— begin —

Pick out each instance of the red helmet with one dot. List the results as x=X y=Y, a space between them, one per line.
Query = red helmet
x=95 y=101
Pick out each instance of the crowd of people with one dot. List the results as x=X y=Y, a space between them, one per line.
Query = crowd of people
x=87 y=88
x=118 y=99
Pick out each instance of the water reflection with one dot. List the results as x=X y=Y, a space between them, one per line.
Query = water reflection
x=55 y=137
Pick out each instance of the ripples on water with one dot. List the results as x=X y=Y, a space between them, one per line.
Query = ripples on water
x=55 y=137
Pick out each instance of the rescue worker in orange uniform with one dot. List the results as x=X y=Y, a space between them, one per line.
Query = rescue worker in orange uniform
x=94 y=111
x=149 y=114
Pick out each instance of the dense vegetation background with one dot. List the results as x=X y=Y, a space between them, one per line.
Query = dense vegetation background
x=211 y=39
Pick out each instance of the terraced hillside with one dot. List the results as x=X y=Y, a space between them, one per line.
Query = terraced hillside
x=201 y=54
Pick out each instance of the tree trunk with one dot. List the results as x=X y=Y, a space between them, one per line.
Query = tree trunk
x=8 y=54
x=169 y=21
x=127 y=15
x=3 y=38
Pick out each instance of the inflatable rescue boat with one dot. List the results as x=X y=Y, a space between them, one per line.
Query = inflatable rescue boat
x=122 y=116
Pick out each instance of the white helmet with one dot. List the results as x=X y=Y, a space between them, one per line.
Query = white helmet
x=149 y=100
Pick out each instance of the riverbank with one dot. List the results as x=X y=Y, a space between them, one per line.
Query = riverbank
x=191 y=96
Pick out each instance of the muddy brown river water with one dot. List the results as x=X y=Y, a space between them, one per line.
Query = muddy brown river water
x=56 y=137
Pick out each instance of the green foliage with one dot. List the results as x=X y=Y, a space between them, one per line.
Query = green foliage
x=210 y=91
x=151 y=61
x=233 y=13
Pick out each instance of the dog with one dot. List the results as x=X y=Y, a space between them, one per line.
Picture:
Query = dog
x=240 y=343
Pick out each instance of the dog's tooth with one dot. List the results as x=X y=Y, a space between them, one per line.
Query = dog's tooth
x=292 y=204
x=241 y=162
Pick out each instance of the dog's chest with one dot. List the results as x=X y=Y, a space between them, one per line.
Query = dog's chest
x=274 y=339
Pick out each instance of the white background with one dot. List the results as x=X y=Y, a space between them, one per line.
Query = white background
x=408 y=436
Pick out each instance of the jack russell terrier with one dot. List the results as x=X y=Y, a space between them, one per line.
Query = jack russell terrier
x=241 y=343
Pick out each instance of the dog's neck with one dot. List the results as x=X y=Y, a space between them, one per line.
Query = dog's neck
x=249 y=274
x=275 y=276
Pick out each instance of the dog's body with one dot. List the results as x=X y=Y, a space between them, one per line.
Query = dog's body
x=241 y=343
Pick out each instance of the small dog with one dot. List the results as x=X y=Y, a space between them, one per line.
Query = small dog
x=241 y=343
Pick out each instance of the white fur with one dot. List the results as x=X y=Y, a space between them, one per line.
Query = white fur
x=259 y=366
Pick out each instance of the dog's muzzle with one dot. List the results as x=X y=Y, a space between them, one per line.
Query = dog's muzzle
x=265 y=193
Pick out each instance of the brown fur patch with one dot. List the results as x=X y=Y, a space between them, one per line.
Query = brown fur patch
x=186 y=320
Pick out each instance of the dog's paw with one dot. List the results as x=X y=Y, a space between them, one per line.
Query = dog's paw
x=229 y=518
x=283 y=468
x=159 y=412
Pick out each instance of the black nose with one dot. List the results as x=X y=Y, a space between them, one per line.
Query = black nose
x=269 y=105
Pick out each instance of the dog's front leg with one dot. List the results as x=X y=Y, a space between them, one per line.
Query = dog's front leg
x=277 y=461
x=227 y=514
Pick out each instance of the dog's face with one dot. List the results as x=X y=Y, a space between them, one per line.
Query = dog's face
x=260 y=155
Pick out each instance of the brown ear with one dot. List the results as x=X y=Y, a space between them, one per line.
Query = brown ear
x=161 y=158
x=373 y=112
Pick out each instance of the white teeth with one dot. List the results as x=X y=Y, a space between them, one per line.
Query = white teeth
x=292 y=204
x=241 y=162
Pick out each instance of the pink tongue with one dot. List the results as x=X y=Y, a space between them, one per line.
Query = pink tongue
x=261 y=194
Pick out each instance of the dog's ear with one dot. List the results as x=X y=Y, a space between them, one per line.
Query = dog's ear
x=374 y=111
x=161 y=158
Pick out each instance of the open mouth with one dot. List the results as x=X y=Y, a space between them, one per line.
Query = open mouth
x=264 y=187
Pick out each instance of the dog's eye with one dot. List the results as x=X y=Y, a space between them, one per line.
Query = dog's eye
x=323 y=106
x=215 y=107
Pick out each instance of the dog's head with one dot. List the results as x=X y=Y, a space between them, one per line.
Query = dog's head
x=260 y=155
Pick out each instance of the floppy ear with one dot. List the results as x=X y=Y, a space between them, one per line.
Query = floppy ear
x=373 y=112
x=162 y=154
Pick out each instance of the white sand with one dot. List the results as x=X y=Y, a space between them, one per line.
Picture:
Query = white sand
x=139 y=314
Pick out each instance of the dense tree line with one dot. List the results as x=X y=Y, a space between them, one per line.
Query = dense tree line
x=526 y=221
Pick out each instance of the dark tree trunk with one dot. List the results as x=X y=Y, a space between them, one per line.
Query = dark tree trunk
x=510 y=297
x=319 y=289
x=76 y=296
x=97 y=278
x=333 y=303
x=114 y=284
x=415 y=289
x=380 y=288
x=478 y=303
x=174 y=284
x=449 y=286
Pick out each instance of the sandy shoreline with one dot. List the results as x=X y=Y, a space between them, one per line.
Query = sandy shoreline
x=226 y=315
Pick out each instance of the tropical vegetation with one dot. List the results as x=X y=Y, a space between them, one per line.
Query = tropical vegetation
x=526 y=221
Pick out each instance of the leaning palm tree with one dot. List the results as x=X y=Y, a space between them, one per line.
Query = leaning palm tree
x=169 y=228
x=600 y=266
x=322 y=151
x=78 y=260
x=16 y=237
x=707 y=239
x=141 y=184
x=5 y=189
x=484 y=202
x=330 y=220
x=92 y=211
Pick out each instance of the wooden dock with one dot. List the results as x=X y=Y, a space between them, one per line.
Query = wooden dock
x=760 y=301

— end —

== Goal of the exercise ==
Recast all of the material above as a Markdown table with two columns, Row and Line. Number each line in Row and leave out any blank lines.

== Written solution ==
| Row | Line |
|---|---|
| 1 | Pick out each instance of the red helmet with one dot. List the results as x=X y=Y, a space between them, one per line. |
| 2 | Query = red helmet |
| 3 | x=95 y=101 |
| 4 | Pick out each instance of the crowd of people with one dot. List the results as x=X y=Y, a space between them, one per line. |
| 5 | Query = crowd of people |
| 6 | x=87 y=88 |
| 7 | x=118 y=99 |
| 8 | Pick out each instance of the water reflection with one dot. List the results as x=X y=Y, a space between them, one per line. |
| 9 | Query = water reflection |
| 10 | x=55 y=137 |
| 11 | Pick out each instance of the ripples on water with one dot. List the results as x=X y=Y, a space between them, one per line. |
| 12 | Query = ripples on water |
| 13 | x=55 y=137 |
| 14 | Pick out each instance of the rescue worker in orange uniform with one dot. List the results as x=X y=Y, a space between them, one per line. |
| 15 | Query = rescue worker in orange uniform |
| 16 | x=94 y=111 |
| 17 | x=149 y=114 |
| 18 | Pick out each instance of the dense vegetation background with one dot. List the results as x=X y=Y, a space between them, one per line. |
| 19 | Query = dense vegetation background |
| 20 | x=211 y=39 |
| 21 | Pick out each instance of the terraced hillside with one dot. List the results as x=X y=Y, a space between them, one per line. |
| 22 | Query = terraced hillside |
| 23 | x=201 y=54 |
| 24 | Pick out each instance of the tree trunk with one dot. List the results as x=X y=Y, a space between them, one per line. |
| 25 | Query = tree trunk |
| 26 | x=8 y=54 |
| 27 | x=169 y=21 |
| 28 | x=127 y=15 |
| 29 | x=3 y=38 |
| 30 | Pick out each instance of the inflatable rescue boat with one dot. List the results as x=X y=Y, a space between them, one per line. |
| 31 | Query = inflatable rescue boat |
| 32 | x=122 y=116 |
| 33 | Pick out each instance of the white helmet with one dot. List the results as x=X y=Y, a space between them, one per line. |
| 34 | Query = white helmet |
| 35 | x=149 y=100 |
| 36 | Pick out each instance of the riverbank with one dot. List the results as x=X y=Y, a space between them, one per line. |
| 37 | Query = riverbank |
| 38 | x=191 y=96 |
| 39 | Pick out each instance of the muddy brown river water with one dot. List the results as x=X y=Y, a space between them, one per line. |
| 40 | Query = muddy brown river water |
| 41 | x=56 y=137 |
| 42 | Pick out each instance of the green foliage with one dot. List the results as x=X y=Y, a space between them, one per line. |
| 43 | Query = green foliage |
| 44 | x=210 y=91 |
| 45 | x=151 y=61 |
| 46 | x=233 y=13 |
| 47 | Pick out each instance of the dog with one dot. List the results as x=X y=Y, a space between them, one per line. |
| 48 | Picture: |
| 49 | Query = dog |
| 50 | x=240 y=343 |
| 51 | Pick out each instance of the dog's tooth with one dot. List the results as x=X y=Y, a space between them, one per line. |
| 52 | Query = dog's tooth |
| 53 | x=292 y=204 |
| 54 | x=241 y=162 |
| 55 | Pick out each instance of the dog's chest with one dot. List the results as x=X y=Y, a space between them, one per line. |
| 56 | Query = dog's chest |
| 57 | x=274 y=339 |
| 58 | Pick out each instance of the white background with one dot. List the results as x=X y=Y, a space between them, one per line. |
| 59 | Query = white background |
| 60 | x=408 y=436 |
| 61 | Pick out each instance of the jack russell terrier with one dot. List the results as x=X y=Y, a space between them, one per line. |
| 62 | Query = jack russell terrier |
| 63 | x=241 y=343 |
| 64 | Pick out each instance of the dog's neck with one dot. List the results as x=X y=Y, a space between them, one per line. |
| 65 | Query = dog's neck |
| 66 | x=249 y=274 |
| 67 | x=275 y=276 |
| 68 | Pick out each instance of the dog's body with one dot. List the results as x=X y=Y, a space between them, one per line. |
| 69 | Query = dog's body |
| 70 | x=241 y=343 |
| 71 | Pick out each instance of the small dog with one dot. List the results as x=X y=Y, a space between them, one per line. |
| 72 | Query = small dog |
| 73 | x=241 y=343 |
| 74 | Pick out each instance of the white fur with one dot. List the results as x=X y=Y, a space between them, one per line. |
| 75 | Query = white fur |
| 76 | x=259 y=366 |
| 77 | Pick out each instance of the dog's muzzle with one dot. List the results as x=X y=Y, a space between them, one per line. |
| 78 | Query = dog's muzzle |
| 79 | x=265 y=193 |
| 80 | Pick out each instance of the brown fur patch with one dot. List the results as x=X y=Y, a space between them, one per line. |
| 81 | Query = brown fur patch |
| 82 | x=186 y=320 |
| 83 | Pick out each instance of the dog's paw with one dot. List the results as x=X y=Y, a space between them, one per line. |
| 84 | Query = dog's paw |
| 85 | x=229 y=518 |
| 86 | x=283 y=468 |
| 87 | x=159 y=412 |
| 88 | Pick out each instance of the black nose with one dot. List the results as x=X y=Y, a space between them, one per line. |
| 89 | Query = black nose |
| 90 | x=269 y=105 |
| 91 | Pick out each instance of the dog's front leg with one dot. List the results as x=X y=Y, a space between them, one per line. |
| 92 | Query = dog's front leg |
| 93 | x=277 y=461 |
| 94 | x=227 y=514 |
| 95 | Pick out each instance of the dog's face with one dot. List the results as x=X y=Y, a space between them, one per line. |
| 96 | Query = dog's face |
| 97 | x=260 y=155 |
| 98 | Pick out each instance of the brown ear with one dot. List the results as x=X y=Y, a space between them, one per line. |
| 99 | Query = brown ear |
| 100 | x=161 y=158 |
| 101 | x=373 y=112 |
| 102 | Pick out each instance of the white teeth with one dot. List the results as x=X y=Y, a space between them, one per line. |
| 103 | Query = white teeth |
| 104 | x=292 y=204 |
| 105 | x=241 y=162 |
| 106 | Pick out each instance of the pink tongue with one dot. List the results as x=X y=Y, a space between them, one per line. |
| 107 | Query = pink tongue |
| 108 | x=261 y=194 |
| 109 | Pick out each instance of the dog's ear with one dot. List the results as x=X y=Y, a space between them, one per line. |
| 110 | Query = dog's ear |
| 111 | x=374 y=111 |
| 112 | x=161 y=158 |
| 113 | Pick out each instance of the open mouth with one dot. List the results as x=X y=Y, a space between them, one per line. |
| 114 | Query = open mouth |
| 115 | x=264 y=187 |
| 116 | Pick out each instance of the dog's eye with one dot. List the results as x=X y=Y, a space between them, one per line. |
| 117 | Query = dog's eye |
| 118 | x=323 y=106 |
| 119 | x=215 y=107 |
| 120 | Pick out each instance of the dog's head with one dot. List the results as x=X y=Y, a space between them, one per line. |
| 121 | Query = dog's head |
| 122 | x=260 y=155 |
| 123 | Pick out each instance of the floppy ear with one dot. List the results as x=X y=Y, a space between them, one per line. |
| 124 | Query = floppy ear |
| 125 | x=373 y=112 |
| 126 | x=162 y=154 |
| 127 | Pick out each instance of the white sand with one dot. List the results as x=X y=Y, a space between them, one per line. |
| 128 | Picture: |
| 129 | Query = white sand |
| 130 | x=139 y=314 |
| 131 | Pick out each instance of the dense tree line with one dot. List the results as x=X y=Y, a space between them, one per line. |
| 132 | Query = dense tree line |
| 133 | x=526 y=221 |
| 134 | Pick out each instance of the dark tree trunk with one dot. List the results as x=X y=Y, a space between them, one per line. |
| 135 | Query = dark tree trunk |
| 136 | x=510 y=297 |
| 137 | x=319 y=289 |
| 138 | x=76 y=296 |
| 139 | x=97 y=278 |
| 140 | x=333 y=303 |
| 141 | x=114 y=284 |
| 142 | x=415 y=289 |
| 143 | x=380 y=288 |
| 144 | x=478 y=303 |
| 145 | x=174 y=284 |
| 146 | x=449 y=286 |
| 147 | Pick out each instance of the sandy shoreline with one dot. List the results as x=X y=Y, a space between them, one per line. |
| 148 | Query = sandy shoreline |
| 149 | x=226 y=315 |
| 150 | Pick out each instance of the tropical vegetation with one dot. List the results as x=X y=Y, a space between them, one per line. |
| 151 | Query = tropical vegetation |
| 152 | x=526 y=221 |
| 153 | Pick out each instance of the leaning palm tree with one dot. List the results as x=X y=Y, a space between them, one per line. |
| 154 | Query = leaning palm tree |
| 155 | x=169 y=228 |
| 156 | x=600 y=266 |
| 157 | x=322 y=151 |
| 158 | x=78 y=260 |
| 159 | x=16 y=237 |
| 160 | x=707 y=239 |
| 161 | x=141 y=184 |
| 162 | x=5 y=189 |
| 163 | x=484 y=202 |
| 164 | x=330 y=220 |
| 165 | x=92 y=211 |
| 166 | Pick out each instance of the wooden dock with one dot. List the results as x=X y=Y, a space between them, one per line. |
| 167 | Query = wooden dock |
| 168 | x=760 y=301 |